**WHAT TO WORK ON**
A - Answer these questions from the record producer's recollections below:
(i) Where in the studio did the narrator place the two bands?
(ii) Which two pianists did the company already have to promote?
(iii) What was the young Chicago pianist's name?
B - Please write out a passage of the record producer's recollections below, starting at the words "When I was at" and stopping after "lot of attention..", and switch "terrific" to "wonderful".

**TEXT PROVIDED**

To take advantage of the growing interest in stereo recordings, I put the two bands on opposite sides of the studio and had them stopping and starting as the soloists played. It was an absolute mess, and I was too inexperienced in recording to abandon the scheme, reshuffle, and just get some good music out of the guys. The talent was all there to make a fine album and I plain screwed it up. If you ever see a copy of the record that came out you may be looking at the only one anyone bought.
When I was at Argo Records I became quite friendly with Oscar Brown Jr., who was struggling to create a songwriting career and was not yet a recording artist. He came to me one day with a tape of a young Chicago pianist he had heard and asked me to listen to it. I thought it was terrific and was interested in signing the youngster, but asked Oscar to give me a couple of days to think about it. I talked it over with others at the company and they convinced me that it might not be fair to the pianist to sign him—that we already had two pianists to promote and take care of, Ahmad Jamal and Ramsey Lewis. Ahmad was already a major star and Ramsey was threatening to break open and both needed a lot of attention..
So I called Oscar and told him that I reluctantly would turn down the young pianist. The young pianist’s name? Herbie Hancock.
Actually I created a double regret in this episode: I didn’t have the brains to sign Oscar Brown Jr. either.

**GIVEN INFORMATION**
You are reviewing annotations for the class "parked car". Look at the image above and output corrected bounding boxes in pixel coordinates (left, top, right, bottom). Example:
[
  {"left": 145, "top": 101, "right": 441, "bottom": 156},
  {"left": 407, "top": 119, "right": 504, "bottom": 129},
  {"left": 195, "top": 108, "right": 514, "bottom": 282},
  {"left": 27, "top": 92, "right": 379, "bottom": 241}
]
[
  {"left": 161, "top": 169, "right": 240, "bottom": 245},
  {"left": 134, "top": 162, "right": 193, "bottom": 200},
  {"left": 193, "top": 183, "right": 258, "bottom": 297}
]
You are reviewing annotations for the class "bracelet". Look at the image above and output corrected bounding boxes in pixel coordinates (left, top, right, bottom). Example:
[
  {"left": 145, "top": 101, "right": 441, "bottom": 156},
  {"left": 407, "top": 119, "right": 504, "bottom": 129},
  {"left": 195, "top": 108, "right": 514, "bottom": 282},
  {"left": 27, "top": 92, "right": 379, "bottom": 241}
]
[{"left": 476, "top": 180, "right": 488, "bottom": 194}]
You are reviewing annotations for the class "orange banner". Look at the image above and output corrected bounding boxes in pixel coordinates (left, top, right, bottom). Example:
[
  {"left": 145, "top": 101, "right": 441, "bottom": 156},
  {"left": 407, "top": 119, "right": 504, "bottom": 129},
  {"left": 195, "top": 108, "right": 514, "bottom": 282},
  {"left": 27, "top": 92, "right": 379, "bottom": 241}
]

**RESPONSES**
A -
(i) On opposite sides of the studio.
(ii) Ahmad Jamal and Ramsey Lewis.
(iii) Herbie Hancock.

B -
When I was at Argo Records I became quite friendly with Oscar Brown Jr., who was struggling to create a songwriting career and was not yet a recording artist. He came to me one day with a tape of a young Chicago pianist he had heard and asked me to listen to it. I thought it was wonderful and was interested in signing the youngster, but asked Oscar to give me a couple of days to think about it. I talked it over with others at the company and they convinced me that it might not be fair to the pianist to sign him—that we already had two pianists to promote and take care of, Ahmad Jamal and Ramsey Lewis. Ahmad was already a major star and Ramsey was threatening to break open and both needed a lot of attention..